Reproduce the following records line for line, with no changes.

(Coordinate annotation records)
——
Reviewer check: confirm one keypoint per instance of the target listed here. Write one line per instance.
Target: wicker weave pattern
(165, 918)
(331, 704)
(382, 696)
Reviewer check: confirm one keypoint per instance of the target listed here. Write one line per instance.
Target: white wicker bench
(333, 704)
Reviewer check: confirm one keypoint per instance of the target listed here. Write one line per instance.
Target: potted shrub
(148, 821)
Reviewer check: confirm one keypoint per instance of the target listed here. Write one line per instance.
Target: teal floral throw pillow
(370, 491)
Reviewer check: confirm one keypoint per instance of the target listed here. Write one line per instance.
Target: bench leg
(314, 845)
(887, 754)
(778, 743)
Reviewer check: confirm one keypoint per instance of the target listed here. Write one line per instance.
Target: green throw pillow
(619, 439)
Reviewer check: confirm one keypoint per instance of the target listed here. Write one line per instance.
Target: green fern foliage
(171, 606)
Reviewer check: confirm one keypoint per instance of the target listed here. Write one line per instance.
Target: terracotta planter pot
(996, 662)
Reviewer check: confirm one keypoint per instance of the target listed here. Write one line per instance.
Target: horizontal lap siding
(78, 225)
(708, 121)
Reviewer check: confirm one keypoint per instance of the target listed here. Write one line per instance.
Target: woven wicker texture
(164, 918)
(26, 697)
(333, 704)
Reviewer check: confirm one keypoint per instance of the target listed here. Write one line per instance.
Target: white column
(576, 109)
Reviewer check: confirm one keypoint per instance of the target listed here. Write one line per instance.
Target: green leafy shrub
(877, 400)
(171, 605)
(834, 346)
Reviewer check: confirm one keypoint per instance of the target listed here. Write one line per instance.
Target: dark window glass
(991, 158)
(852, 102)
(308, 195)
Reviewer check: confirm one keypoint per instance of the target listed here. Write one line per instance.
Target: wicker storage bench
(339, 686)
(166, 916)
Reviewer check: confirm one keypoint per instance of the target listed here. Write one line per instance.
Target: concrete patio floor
——
PROBLEM SOLUTION:
Reviewer check: confirm one keypoint per instance of the target listed here. Write one line per instance.
Target: wicker weave pattern
(165, 918)
(331, 704)
(382, 696)
Reviewer check: confirm one keypoint per instance of the target listed here. Write one line per instance.
Target: white wicker bench
(333, 704)
Reviewer check: confirm one keypoint per instance of the target listed here. Write one line per instance.
Target: potted shrub
(148, 821)
Reviewer check: confirm one keypoint per instance of the target listed here. Write one line per instance.
Target: teal floral throw pillow
(370, 491)
Reviewer check: confirm one keypoint per instance of the target listed here. Write one line per instance.
Target: bench leg
(314, 845)
(887, 754)
(778, 743)
Reviewer check: confirm one keypoint per instance of the target listed here. Write one line per instance.
Target: green throw pillow
(619, 439)
Reviewer check: confirm one keypoint per instance of the target listed here. Write one line per instance.
Target: green fern foliage
(171, 606)
Reviewer check: confirm one keypoint per instance of the target listed here. Write one line per instance.
Target: terracotta planter pot
(996, 662)
Reviewer check: confirm one keypoint per instance of the target listed here. Write one line per instance.
Target: horizontal lap siding
(78, 225)
(708, 121)
Reviewer check: confirm one keypoint per instance of the target listed here. Write one line per instance.
Target: woven wicker texture
(164, 918)
(26, 697)
(333, 704)
Reviewer check: confirm one keypoint per instance of the target listed here. Write one line per instance.
Target: white column
(576, 109)
Reviewer check: confirm one keypoint per instance of the target listed here. Write one line per instance.
Target: green leafy shrub
(877, 400)
(171, 605)
(834, 346)
Reviewer check: confirm one keypoint per instance of the target listed here. Write one line per instance.
Target: dark window glass
(991, 158)
(852, 102)
(308, 195)
Reviewer check: confirm one keypoint per instance of the target listed here. Write one line per instance.
Target: wicker storage bench
(339, 686)
(166, 916)
Reviewer check: confirm one keypoint per instance of the target listed here. Write one line per instance.
Target: concrete patio floor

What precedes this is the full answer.